Data to process
# # # # # # #
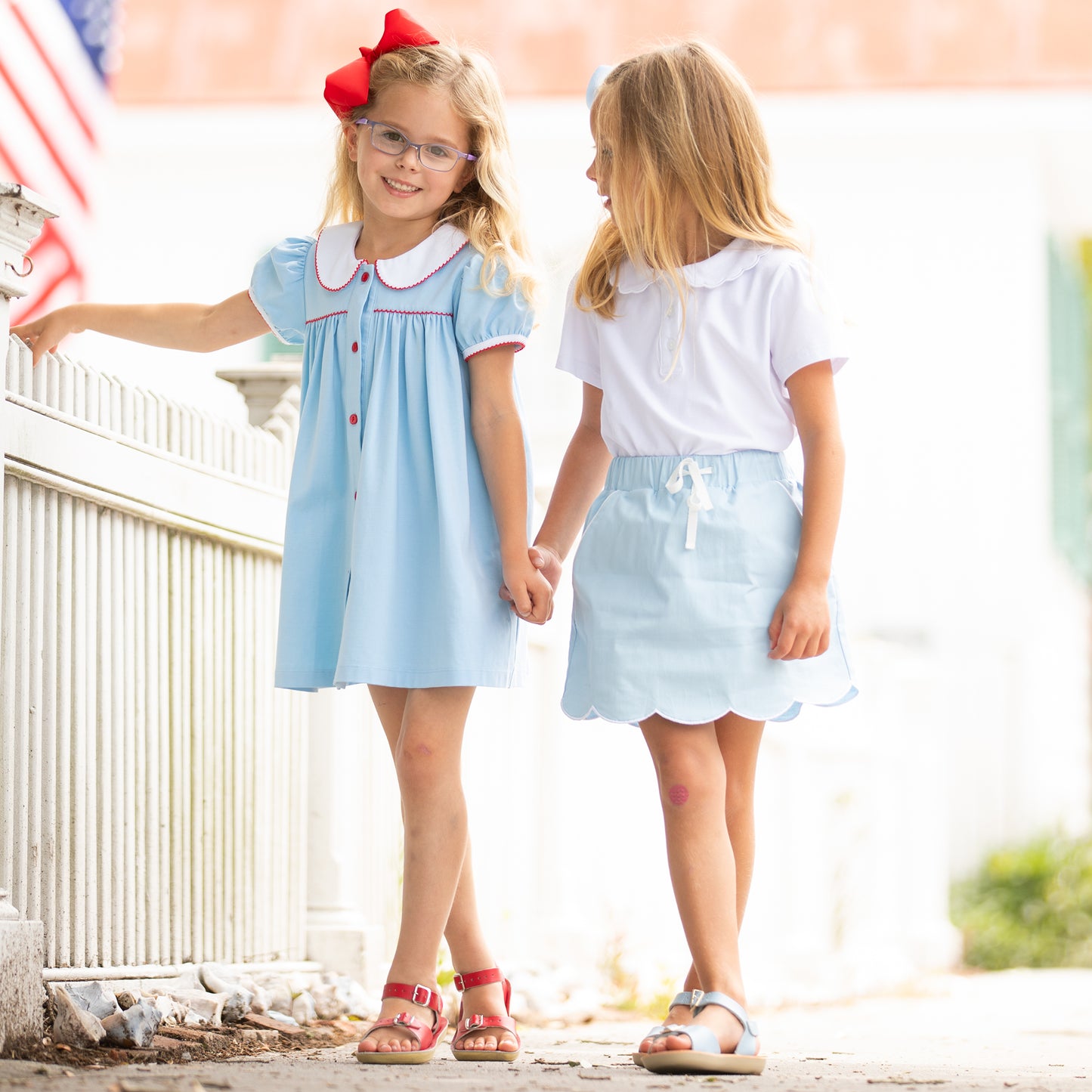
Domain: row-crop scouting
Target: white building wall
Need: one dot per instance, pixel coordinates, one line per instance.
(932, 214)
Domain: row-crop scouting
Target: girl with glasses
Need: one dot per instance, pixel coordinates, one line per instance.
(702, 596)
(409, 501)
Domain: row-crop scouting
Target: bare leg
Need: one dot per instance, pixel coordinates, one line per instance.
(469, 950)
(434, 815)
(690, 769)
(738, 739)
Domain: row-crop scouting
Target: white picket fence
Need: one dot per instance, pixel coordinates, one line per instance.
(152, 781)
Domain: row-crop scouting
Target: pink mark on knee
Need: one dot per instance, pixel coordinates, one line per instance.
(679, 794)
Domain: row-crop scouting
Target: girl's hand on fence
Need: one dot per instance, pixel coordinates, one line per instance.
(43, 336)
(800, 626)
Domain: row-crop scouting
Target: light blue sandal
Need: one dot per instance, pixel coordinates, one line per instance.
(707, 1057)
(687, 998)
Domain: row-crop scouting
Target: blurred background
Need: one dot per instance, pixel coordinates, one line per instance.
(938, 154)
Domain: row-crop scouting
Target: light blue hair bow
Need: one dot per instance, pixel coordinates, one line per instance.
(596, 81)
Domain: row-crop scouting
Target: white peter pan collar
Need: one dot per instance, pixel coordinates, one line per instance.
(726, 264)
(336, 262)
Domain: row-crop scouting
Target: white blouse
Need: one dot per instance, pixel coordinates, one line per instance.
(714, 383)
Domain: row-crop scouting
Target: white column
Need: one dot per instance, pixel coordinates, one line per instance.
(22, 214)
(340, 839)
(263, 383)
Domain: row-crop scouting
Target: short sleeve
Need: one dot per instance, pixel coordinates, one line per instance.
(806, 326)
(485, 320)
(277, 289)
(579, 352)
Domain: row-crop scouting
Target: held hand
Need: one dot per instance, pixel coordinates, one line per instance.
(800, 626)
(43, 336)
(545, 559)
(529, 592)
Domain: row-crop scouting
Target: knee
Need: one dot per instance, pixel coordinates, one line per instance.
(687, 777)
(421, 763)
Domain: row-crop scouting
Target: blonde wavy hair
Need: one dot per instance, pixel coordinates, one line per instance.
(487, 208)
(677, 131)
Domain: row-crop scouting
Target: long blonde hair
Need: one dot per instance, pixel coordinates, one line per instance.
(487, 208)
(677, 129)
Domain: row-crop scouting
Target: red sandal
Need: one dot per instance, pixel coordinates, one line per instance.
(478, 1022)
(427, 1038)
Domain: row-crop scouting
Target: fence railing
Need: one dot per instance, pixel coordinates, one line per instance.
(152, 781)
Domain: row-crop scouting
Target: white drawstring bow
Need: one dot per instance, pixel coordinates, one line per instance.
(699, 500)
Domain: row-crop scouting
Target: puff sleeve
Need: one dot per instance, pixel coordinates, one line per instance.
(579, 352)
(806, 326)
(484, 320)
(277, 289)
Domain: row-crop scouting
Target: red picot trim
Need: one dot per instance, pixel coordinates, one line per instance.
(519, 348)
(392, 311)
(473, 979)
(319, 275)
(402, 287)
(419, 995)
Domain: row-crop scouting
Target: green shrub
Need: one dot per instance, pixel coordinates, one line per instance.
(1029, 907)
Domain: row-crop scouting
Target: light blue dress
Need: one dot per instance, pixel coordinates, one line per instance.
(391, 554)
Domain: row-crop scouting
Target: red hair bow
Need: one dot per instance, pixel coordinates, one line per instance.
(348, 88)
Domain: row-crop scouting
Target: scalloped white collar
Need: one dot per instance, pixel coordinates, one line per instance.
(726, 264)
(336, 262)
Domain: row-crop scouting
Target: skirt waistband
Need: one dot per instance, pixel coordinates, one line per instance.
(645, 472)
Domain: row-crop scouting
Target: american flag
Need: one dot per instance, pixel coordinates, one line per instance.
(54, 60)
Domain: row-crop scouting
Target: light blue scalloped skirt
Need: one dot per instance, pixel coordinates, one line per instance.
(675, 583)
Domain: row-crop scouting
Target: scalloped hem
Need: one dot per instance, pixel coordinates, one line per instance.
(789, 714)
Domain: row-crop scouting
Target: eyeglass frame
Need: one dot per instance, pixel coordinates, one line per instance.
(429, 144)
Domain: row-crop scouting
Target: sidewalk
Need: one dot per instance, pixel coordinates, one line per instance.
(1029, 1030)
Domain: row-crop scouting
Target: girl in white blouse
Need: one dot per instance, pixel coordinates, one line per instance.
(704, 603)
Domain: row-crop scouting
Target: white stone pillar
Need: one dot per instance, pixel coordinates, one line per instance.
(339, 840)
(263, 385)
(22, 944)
# # # # # # #
Requirements
Extract from the records every line that contains the word "blue", treating uppercase and lowercase letters as distinct.

Solution
Target: light blue sandal
Target: light blue hair bow
Target: light blue dress
Target: light blue scalloped skirt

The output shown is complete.